[Упражнение A] Соберите из строк, приведенных ниже после текста, все строки, в которых встречается слово «Class».
━━━ Текст для чтения ━━━
Да здравствует Новый Техникум Сооружений Супрематизма

Записка о границах реальности*

В прошлой своей записке, прочитанной в прошлое воскресенье я рассматривал вопрос о<б> изобразительном Искусстве как о<б> явлении научного познавательного порядка вне эстетических художественных задач, чем сводил изобразительное Искусство к одному научному познавательному началу или единству, а также говорил, что причиною потребностей изображать явления была познавательная причина, познание реального мира. Человек пытался подлинность реальную окружающих его обстоятельств познать и сделать их существующими для себя, ибо только при таком условии мы выявляем мир и делаем его реально существующим. В противном случае, хотя и будем видеть явления, но они не будут для нас реальными, т. е. <останутся> непонятными. И только при познании той или иной реальности, создавш<ей> форму, мы сможем узнать причину, и следовательно, она будет для нас реальна.
━━━ Перечень строк ━━━
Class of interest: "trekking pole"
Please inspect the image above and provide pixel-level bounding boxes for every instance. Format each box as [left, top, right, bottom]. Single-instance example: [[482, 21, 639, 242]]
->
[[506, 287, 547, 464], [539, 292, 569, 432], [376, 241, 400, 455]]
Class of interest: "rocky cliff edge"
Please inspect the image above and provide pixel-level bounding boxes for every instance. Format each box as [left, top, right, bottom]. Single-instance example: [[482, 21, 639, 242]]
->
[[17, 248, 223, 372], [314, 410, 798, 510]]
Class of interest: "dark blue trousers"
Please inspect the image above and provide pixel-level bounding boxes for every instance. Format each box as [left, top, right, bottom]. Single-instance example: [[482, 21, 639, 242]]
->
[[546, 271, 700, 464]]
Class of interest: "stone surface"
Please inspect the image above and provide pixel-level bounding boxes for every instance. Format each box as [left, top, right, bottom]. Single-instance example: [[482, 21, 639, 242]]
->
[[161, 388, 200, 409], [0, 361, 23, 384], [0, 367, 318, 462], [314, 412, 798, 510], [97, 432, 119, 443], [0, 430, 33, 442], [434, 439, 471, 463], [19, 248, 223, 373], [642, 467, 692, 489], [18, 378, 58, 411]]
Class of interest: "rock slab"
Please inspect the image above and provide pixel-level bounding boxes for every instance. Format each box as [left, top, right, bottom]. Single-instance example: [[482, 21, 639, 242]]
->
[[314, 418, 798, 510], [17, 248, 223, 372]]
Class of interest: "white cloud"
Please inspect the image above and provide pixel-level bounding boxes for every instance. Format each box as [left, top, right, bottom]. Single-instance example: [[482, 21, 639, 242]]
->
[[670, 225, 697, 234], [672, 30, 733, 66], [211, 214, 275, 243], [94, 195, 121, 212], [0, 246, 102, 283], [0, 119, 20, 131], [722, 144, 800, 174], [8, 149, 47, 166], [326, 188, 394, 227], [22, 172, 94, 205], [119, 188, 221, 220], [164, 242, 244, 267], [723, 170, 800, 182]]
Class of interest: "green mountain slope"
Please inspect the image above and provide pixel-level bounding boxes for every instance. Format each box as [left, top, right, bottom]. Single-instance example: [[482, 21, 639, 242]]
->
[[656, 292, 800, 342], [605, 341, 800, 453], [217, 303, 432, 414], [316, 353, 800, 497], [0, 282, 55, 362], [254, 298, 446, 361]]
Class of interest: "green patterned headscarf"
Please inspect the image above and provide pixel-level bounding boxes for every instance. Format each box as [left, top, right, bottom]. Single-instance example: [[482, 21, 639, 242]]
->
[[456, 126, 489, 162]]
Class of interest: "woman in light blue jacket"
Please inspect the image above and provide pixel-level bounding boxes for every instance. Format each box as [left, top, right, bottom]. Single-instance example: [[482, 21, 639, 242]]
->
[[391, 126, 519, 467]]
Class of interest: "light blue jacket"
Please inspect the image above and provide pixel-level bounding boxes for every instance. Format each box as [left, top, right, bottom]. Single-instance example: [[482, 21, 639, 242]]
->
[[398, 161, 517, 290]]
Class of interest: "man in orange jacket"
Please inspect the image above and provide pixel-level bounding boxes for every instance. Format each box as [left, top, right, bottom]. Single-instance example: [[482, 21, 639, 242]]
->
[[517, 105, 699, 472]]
━━━
[Упражнение B] Перепечатайте без изменений отрывок из записки о границах реальности между словами «Записка о границах» и «для нас реальна.» включительно.

[Результат упражнения A]
Class of interest: "trekking pole"
Class of interest: "rocky cliff edge"
Class of interest: "dark blue trousers"
Class of interest: "stone surface"
Class of interest: "rock slab"
Class of interest: "white cloud"
Class of interest: "green mountain slope"
Class of interest: "green patterned headscarf"
Class of interest: "woman in light blue jacket"
Class of interest: "light blue jacket"
Class of interest: "man in orange jacket"

[Результат упражнения B]
Записка о границах реальности*

В прошлой своей записке, прочитанной в прошлое воскресенье я рассматривал вопрос о<б> изобразительном Искусстве как о<б> явлении научного познавательного порядка вне эстетических художественных задач, чем сводил изобразительное Искусство к одному научному познавательному началу или единству, а также говорил, что причиною потребностей изображать явления была познавательная причина, познание реального мира. Человек пытался подлинность реальную окружающих его обстоятельств познать и сделать их существующими для себя, ибо только при таком условии мы выявляем мир и делаем его реально существующим. В противном случае, хотя и будем видеть явления, но они не будут для нас реальными, т. е. <останутся> непонятными. И только при познании той или иной реальности, создавш<ей> форму, мы сможем узнать причину, и следовательно, она будет для нас реальна.